Natural language region descriptions:
_ _ _

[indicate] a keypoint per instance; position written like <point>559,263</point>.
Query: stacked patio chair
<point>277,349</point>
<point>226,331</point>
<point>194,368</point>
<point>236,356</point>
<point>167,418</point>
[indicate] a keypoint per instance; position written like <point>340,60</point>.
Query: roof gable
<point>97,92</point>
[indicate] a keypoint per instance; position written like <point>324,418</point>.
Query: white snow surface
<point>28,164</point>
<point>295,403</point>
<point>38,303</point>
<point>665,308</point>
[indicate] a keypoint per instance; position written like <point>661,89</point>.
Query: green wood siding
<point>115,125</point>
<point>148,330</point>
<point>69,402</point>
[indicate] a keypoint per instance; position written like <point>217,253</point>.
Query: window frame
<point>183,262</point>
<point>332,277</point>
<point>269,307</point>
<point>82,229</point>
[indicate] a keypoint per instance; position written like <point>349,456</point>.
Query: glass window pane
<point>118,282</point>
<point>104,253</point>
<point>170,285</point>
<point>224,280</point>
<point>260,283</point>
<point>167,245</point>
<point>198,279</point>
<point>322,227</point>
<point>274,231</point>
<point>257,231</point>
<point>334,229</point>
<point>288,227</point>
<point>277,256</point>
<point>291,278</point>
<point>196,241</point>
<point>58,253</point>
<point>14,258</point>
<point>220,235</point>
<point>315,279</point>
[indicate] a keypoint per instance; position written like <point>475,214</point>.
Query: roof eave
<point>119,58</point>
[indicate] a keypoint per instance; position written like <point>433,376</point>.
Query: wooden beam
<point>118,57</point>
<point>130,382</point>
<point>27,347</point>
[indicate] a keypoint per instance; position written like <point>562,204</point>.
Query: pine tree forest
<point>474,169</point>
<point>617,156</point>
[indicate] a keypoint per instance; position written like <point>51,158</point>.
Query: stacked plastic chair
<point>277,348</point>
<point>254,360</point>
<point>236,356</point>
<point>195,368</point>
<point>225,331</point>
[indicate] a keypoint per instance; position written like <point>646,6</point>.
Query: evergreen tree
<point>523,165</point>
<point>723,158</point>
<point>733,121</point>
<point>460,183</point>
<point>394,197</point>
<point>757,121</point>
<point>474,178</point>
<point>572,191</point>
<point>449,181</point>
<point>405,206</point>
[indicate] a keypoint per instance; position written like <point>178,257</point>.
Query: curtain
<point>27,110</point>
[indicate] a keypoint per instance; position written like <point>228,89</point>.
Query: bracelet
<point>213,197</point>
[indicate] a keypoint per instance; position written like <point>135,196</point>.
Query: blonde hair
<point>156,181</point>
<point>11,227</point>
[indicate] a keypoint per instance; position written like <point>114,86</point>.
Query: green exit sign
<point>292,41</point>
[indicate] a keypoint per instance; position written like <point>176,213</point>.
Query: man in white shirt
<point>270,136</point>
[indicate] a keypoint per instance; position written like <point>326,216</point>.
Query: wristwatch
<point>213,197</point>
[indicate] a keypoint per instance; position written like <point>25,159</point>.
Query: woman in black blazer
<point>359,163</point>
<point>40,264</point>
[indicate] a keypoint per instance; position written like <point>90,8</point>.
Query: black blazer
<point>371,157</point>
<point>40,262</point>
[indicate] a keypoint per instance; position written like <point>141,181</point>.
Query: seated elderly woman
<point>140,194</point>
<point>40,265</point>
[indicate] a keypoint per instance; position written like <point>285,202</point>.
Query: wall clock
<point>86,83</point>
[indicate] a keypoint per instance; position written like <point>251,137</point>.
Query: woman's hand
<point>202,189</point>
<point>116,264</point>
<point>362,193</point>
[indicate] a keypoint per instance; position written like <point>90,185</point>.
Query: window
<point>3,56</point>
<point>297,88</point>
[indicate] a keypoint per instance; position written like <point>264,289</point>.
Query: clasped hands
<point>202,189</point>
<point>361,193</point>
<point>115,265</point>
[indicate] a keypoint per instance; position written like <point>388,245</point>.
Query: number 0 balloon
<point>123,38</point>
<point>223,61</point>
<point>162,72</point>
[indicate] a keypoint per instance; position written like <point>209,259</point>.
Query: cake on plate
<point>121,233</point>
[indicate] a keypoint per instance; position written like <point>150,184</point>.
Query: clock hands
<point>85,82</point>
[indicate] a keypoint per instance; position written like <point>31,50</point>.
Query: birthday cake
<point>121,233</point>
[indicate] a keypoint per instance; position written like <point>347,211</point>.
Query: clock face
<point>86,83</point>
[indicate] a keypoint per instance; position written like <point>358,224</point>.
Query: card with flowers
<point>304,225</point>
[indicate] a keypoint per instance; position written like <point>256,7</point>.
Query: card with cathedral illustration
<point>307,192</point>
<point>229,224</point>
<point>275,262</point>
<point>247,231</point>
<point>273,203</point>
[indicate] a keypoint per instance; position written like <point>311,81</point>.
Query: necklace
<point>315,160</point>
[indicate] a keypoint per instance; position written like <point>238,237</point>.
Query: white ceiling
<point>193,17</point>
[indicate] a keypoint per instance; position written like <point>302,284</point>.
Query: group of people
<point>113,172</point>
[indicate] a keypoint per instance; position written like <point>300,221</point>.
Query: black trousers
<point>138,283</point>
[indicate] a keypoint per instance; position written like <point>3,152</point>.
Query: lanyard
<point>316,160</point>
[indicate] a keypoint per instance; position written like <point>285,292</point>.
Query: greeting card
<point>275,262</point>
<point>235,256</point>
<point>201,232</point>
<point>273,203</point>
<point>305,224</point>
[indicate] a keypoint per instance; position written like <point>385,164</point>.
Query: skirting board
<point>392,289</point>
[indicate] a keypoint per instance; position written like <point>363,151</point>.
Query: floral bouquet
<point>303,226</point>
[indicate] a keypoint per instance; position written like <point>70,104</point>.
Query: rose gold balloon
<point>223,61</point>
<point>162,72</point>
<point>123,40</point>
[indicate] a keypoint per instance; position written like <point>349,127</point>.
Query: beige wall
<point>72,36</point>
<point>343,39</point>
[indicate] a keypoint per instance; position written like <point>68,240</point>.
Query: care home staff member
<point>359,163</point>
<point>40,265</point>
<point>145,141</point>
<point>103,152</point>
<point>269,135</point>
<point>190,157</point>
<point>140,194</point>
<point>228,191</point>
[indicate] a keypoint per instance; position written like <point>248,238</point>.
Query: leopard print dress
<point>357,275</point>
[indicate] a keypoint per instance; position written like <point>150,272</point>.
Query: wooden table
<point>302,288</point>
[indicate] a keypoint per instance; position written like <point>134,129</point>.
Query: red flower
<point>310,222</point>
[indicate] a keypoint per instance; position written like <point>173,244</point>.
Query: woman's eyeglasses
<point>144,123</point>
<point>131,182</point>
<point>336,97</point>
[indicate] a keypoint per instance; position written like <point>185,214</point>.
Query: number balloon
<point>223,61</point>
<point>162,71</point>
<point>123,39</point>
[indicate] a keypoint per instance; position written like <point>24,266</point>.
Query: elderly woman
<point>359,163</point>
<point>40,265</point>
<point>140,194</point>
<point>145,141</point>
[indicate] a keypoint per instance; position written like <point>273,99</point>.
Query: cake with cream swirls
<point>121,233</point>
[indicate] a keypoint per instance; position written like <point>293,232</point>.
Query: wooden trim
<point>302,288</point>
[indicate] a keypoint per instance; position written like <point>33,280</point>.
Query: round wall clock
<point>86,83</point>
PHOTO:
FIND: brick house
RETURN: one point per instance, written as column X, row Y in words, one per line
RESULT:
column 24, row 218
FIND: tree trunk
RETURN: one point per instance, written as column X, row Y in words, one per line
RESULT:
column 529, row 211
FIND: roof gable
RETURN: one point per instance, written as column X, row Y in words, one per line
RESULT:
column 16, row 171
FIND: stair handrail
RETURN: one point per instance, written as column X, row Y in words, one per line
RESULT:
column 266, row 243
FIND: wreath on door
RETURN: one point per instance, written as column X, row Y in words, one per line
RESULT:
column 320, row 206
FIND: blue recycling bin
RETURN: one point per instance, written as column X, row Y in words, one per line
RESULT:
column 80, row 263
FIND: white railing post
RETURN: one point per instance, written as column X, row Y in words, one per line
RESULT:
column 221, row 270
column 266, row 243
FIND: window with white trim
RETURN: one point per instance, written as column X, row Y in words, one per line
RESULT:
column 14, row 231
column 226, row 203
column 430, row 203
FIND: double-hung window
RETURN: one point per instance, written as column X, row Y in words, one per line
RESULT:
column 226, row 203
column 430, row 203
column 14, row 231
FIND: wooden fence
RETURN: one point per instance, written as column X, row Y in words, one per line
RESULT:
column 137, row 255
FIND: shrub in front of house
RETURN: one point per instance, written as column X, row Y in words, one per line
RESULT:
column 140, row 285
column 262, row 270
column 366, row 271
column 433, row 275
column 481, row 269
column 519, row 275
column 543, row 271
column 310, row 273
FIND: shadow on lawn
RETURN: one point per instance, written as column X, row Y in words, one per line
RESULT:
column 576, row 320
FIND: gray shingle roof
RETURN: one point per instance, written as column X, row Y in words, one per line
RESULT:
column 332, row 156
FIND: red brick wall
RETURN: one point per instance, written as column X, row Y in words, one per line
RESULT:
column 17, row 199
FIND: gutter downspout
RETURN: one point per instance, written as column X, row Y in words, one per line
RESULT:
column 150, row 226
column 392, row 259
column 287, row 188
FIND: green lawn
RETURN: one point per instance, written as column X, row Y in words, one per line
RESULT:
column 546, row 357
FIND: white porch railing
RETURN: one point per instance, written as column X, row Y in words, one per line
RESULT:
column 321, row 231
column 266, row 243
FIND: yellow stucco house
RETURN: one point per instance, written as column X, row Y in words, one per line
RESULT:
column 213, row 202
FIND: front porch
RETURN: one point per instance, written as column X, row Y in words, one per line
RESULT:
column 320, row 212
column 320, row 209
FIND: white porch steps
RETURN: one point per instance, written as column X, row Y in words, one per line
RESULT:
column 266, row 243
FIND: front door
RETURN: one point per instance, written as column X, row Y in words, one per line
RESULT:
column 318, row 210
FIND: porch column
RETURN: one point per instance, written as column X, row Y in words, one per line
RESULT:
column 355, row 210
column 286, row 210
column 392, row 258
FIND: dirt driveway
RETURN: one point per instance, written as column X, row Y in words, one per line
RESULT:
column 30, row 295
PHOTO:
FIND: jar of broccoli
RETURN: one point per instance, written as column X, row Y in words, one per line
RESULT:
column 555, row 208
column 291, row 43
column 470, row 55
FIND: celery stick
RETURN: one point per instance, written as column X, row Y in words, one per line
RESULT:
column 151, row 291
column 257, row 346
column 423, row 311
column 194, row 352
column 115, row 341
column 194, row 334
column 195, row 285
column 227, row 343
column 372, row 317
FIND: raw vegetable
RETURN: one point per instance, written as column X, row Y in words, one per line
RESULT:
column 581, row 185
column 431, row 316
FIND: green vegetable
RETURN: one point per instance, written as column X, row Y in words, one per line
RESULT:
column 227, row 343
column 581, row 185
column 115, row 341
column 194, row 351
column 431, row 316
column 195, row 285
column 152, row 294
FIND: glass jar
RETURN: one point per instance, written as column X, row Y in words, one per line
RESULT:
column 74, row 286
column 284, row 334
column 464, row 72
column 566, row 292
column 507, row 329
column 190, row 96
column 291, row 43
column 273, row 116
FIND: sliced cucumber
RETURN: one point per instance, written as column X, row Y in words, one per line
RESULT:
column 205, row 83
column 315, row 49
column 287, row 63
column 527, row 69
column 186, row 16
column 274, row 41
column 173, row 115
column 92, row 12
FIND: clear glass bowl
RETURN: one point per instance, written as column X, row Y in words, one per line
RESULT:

_ _ _

» Problem details
Send back the lines of the records word for word, from the very first through the line containing "written like <point>661,89</point>.".

» Solution for this problem
[indicate] a keypoint per instance; position written like <point>559,263</point>.
Query: stacked patio chair
<point>277,349</point>
<point>226,331</point>
<point>194,368</point>
<point>236,356</point>
<point>167,418</point>
[indicate] a keypoint per instance; position written like <point>340,60</point>.
Query: roof gable
<point>97,92</point>
[indicate] a keypoint per instance; position written like <point>324,418</point>.
Query: white snow surface
<point>28,164</point>
<point>295,403</point>
<point>38,303</point>
<point>665,308</point>
[indicate] a keypoint per instance; position written like <point>661,89</point>.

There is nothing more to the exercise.